[Start DATA PROVIDED]
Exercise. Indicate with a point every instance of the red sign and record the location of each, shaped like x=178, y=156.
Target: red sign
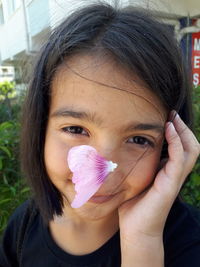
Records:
x=196, y=58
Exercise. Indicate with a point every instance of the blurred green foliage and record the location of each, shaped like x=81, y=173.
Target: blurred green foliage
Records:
x=13, y=189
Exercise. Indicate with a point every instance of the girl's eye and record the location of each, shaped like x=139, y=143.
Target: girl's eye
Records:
x=141, y=141
x=74, y=130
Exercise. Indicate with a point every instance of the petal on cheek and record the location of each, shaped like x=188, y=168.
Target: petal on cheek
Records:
x=89, y=172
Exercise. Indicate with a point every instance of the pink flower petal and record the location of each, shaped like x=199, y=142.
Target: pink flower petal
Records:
x=89, y=172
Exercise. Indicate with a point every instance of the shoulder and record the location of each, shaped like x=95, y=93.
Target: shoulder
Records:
x=182, y=235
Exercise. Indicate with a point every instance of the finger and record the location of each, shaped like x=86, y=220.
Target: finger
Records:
x=175, y=147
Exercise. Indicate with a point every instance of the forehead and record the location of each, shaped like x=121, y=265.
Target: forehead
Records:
x=101, y=84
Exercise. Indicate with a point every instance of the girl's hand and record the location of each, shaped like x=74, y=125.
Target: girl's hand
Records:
x=142, y=218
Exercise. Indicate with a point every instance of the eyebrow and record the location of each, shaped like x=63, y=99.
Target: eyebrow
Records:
x=93, y=118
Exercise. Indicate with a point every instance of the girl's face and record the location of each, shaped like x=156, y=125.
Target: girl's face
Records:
x=125, y=126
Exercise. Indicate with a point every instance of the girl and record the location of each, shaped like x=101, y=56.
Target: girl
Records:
x=112, y=80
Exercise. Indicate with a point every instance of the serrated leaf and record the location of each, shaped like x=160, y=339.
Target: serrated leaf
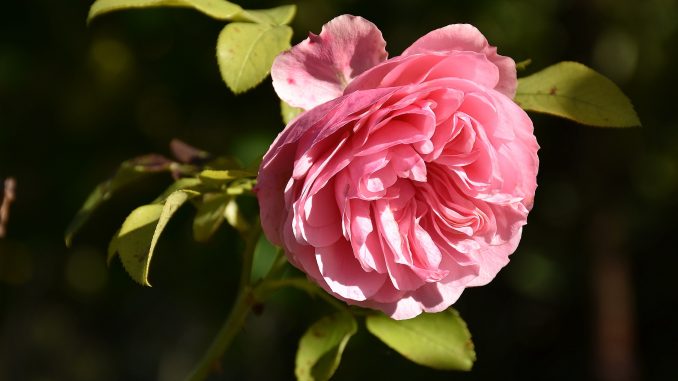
[End DATA PROVIDED]
OBJECTIVE
Write out all of the entries above again, putting "Object" in place of every "Target" and changing nothing else. Leave the pictures out.

THE ANSWER
Exercise. Indicate with a point every instance of the red sign and record the location of each, shaped like x=178, y=156.
Object: red sign
Records:
x=196, y=58
Exercise. Indicate with a point every instance of the blurred green foliage and record the location of each, shaped like x=81, y=173.
Object: blurred green foliage
Records:
x=13, y=189
Exercise. Indicate with a point every instance of the girl's eye and record the location of each, shaped like x=139, y=143.
Object: girl's eye
Records:
x=141, y=141
x=74, y=130
Exercise. Indicate with a point every instance of the petal on cheek and record the location of each, shaped like x=188, y=168.
Object: petal on cheek
Records:
x=89, y=172
Exercise. Indicate with a point every instance of the pink flower petal and record the location of each, shaped like x=199, y=142.
Object: pink flower petal
Records:
x=89, y=172
Exercise. Indicate with a point every instance of the shoulder and record the location of each, shaped like x=95, y=93.
Object: shoulder
Records:
x=182, y=235
Exercise. Indicate with a point every instance of the finger and record the location of each, shaped like x=86, y=220.
Object: finger
Records:
x=175, y=147
Exercise. Indicate with a point every instance of the forehead and record the location of each, shaped like x=121, y=265.
Object: forehead
Records:
x=101, y=84
Exercise. Indicate with a point every instance of the girl's hand and record the location of each, shaped like x=74, y=125.
Object: girl's hand
Records:
x=142, y=218
Exercise. Indicate with a point every instance of the eyebrow and record the location of each, shaped like x=63, y=99.
Object: eyebrow
Records:
x=93, y=118
Exercise. Indicate with a point every instance of the girl's face and record the location of each, shaped like x=156, y=125.
Object: girl's face
Records:
x=125, y=126
Exercise. Indicate with a point every instance of the girl and record the location of each, shaped like x=101, y=56.
Object: girl
Records:
x=112, y=80
Exercise. Indicate with a point every instance of the serrated leaf and record the location of each, shaped like x=160, y=339.
Object: serrated leaf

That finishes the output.